### Task description
Copy out each line in the material below that has the word "post".

Segment Start: Dataset

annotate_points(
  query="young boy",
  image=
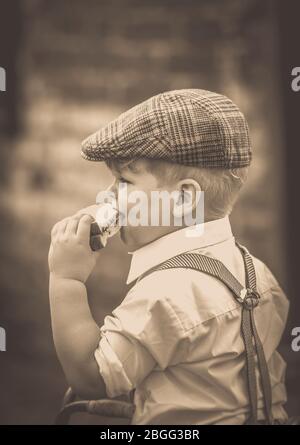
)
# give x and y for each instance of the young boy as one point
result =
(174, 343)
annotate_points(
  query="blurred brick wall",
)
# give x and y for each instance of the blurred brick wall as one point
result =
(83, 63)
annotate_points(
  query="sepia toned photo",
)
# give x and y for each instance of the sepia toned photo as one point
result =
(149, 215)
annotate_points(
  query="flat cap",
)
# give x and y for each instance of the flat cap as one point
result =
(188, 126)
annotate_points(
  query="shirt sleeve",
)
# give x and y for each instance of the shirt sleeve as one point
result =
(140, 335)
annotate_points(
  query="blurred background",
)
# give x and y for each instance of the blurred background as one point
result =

Segment End: Dataset
Segment Start: Dataset

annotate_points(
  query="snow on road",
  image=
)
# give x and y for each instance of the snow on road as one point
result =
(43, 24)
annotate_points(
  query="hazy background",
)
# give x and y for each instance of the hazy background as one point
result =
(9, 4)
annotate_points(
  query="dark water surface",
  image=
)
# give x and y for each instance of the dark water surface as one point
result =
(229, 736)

Segment End: Dataset
Segment Start: Dataset

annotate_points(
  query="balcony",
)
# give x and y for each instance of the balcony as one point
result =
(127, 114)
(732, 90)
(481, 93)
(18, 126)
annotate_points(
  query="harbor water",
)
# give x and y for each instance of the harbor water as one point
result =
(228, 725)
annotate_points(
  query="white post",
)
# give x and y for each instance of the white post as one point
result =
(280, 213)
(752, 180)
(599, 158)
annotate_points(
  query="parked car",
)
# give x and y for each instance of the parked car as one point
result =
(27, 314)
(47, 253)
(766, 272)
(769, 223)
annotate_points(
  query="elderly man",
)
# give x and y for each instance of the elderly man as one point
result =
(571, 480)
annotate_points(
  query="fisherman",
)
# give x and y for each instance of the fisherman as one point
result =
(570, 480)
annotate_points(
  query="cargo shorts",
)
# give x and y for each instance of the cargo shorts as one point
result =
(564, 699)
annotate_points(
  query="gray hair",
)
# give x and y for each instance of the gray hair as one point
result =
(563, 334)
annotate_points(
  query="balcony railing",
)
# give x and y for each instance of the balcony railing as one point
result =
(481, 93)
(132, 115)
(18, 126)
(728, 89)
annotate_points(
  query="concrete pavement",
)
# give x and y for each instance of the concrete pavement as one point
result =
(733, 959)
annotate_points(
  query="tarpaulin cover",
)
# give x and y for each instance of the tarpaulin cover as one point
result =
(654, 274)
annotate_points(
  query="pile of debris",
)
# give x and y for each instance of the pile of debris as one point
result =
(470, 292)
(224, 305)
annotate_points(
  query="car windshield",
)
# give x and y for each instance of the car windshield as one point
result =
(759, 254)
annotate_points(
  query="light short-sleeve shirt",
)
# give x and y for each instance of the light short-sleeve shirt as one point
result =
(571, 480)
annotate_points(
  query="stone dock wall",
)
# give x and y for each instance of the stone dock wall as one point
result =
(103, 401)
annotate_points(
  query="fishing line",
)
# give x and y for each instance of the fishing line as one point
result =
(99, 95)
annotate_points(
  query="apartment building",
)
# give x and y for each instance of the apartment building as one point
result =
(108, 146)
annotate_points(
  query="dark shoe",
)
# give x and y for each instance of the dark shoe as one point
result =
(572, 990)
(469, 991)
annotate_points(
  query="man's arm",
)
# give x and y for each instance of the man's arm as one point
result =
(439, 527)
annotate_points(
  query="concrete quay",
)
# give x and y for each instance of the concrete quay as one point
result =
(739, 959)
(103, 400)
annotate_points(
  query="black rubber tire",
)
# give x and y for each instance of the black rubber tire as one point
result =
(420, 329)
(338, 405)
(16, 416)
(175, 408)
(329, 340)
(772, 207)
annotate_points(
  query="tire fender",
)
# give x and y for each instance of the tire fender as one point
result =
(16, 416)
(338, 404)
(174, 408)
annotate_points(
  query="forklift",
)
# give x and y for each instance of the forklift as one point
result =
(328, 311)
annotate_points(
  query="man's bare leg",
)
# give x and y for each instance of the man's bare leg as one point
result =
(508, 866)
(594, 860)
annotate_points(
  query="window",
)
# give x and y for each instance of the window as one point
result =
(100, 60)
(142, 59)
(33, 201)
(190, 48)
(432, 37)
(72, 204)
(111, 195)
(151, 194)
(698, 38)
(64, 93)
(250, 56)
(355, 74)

Segment End: Dataset

### Exercise result
  query="white post",
# give x and y for each instance of the white post as one point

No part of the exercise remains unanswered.